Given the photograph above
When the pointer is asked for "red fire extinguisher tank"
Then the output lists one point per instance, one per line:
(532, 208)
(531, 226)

────

- **Goal**
Lay out every line of the records above as a numbered list, leaving out any blank lines.

- **Solution to the problem**
1. Given the photograph above
2. When the pointer is asked for "red fire extinguisher tank"
3. Then the output lists one point per instance, one per line:
4. (532, 208)
5. (531, 226)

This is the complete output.